Work request 1
According to the report on the Swedish court obstruction case, when did Dr Elinder first go to the parliamentary ombudsman?
Work request 2
Pick up the report on the Gothenburg research data dispute after its final sentence and continue it.

Passage provided
+ + + +

A world expert and two of his university colleagues have been charged with court obstruction by the Swedish parliamentary ombudsman and now face a public criminal trial as a result of a clash over rights to access public data and the need to maintain patient confidentiality.
Christopher Gillberg, professor of child and adolescent psychiatry at the University of Gothenburg, Sweden, and St George’s Hospital, London; Gunnar Svedberg, vice chancellor of the University of Gothenburg; and Arne Wittlõv, chairman of the university’s board of directors, could face fines if found guilty. The trial is scheduled for late spring.
The move follows attempts by community paediatrician Dr Leif Elinder of Uppsala and Eva Karfve, associate professor of sociology at the University of Lund to acquire the legal right to gain access to years of confidential data about patients with the disorder. Professor Karfve claimed that the data gathered in Professor Gillberg’s research had various numerical “inconsistencies.”
A court order granted Professor Karfve access to the data last year. Three of Professor Gillberg’s university colleagues destroyed the data in May, however, to protect patient confidentiality ( BMJ 2004;329: 72[Free Full Text]).
Dr Elinder first approached the parliamentary ombudsman in August 2003, prompting an investigation by the deputy state prosecutor, which began in January 2004, he said.
Dr Elinder said that he had wanted the Swedish Research Council to look at Professor Gillberg’s data; “But the council can’t force the university to [comply] if they refuse.” He said that was why he had taken the matter to the ombudsman.

+ + + +

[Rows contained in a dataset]
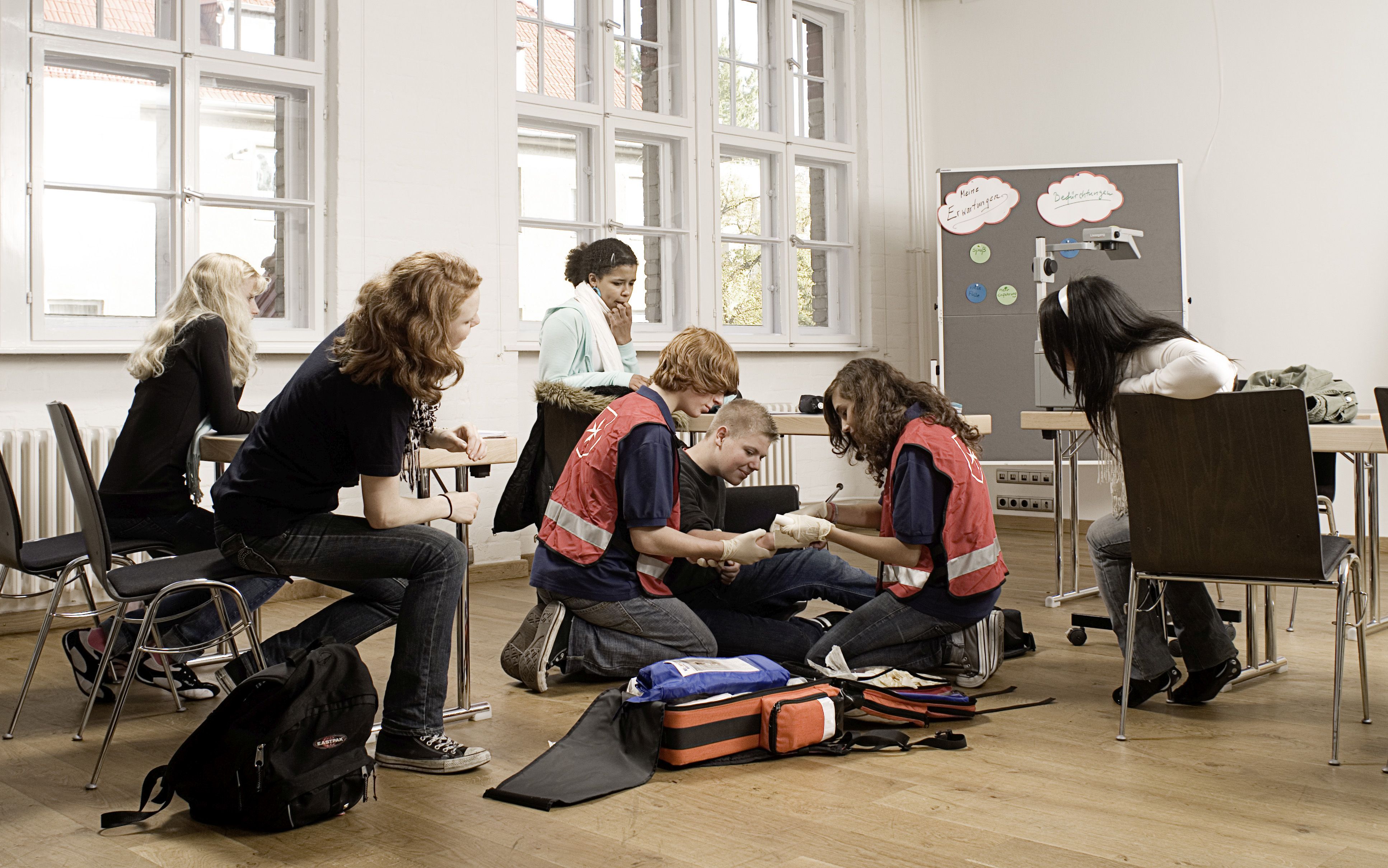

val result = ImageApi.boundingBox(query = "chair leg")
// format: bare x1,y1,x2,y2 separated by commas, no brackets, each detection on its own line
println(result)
1330,574,1349,765
1117,566,1137,742
4,571,71,740
86,604,154,790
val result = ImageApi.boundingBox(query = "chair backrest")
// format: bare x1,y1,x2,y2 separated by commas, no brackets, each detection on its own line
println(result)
1116,389,1324,582
0,447,24,571
722,485,799,533
48,401,111,586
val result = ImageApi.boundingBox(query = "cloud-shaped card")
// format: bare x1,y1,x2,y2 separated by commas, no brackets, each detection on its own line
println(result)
935,175,1022,235
1037,172,1123,227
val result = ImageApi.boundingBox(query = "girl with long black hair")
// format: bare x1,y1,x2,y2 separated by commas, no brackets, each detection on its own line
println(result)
1039,276,1239,705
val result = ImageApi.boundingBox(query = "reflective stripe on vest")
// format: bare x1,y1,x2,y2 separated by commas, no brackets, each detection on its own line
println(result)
544,500,612,551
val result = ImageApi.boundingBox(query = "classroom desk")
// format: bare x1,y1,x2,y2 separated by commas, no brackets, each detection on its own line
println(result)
1022,411,1388,644
200,435,518,732
680,412,992,440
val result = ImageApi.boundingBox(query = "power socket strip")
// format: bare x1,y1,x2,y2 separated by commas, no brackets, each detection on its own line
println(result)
998,497,1055,513
998,467,1055,485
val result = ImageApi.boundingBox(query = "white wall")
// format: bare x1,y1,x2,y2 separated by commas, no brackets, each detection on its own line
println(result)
919,0,1388,528
0,0,920,572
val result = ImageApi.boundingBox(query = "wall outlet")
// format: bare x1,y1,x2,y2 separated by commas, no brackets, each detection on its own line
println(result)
998,467,1055,485
998,497,1055,513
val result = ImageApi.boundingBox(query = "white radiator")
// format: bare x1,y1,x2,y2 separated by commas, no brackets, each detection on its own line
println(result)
684,404,795,485
0,428,120,611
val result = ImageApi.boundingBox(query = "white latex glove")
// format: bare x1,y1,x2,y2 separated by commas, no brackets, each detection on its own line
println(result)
719,529,776,565
772,514,834,549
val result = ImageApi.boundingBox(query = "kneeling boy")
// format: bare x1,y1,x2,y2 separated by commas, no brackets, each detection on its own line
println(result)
666,398,877,661
501,328,772,692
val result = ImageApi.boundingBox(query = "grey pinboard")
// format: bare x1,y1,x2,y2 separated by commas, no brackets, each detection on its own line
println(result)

+ + + +

Task response 1
August 2003

Task response 2
In an email to the BMJ, Professor Svedberg confirmed that the charge had been brought. The relationship between the principle of public access to official records and the law governing patient confidentiality needed to be clarified, he wrote.
Asked by the BMJ if he had any comments to make on the charge, Professor Gillberg replied, “I have done nothing wrong. I have upheld the ethics that apply to all medical professionals all over the world. For this I [and the two others] have been prosecuted.”
A colleague, Professor Elias Eriksson, of the department of pharmacology, told the BMJ that Professor Gillberg had had “massive support” from clinicians and researchers in Sweden for his stance. “Regardless of the outcome of the forthcoming trial, Gillberg and his coworkers have acted just as they should,” he said.
In a separate legal case, the university has also been forced to bring charges against the perpetrators of the data destruction, in accordance with Swedish law, which forbids destruction of archived material collected with public money.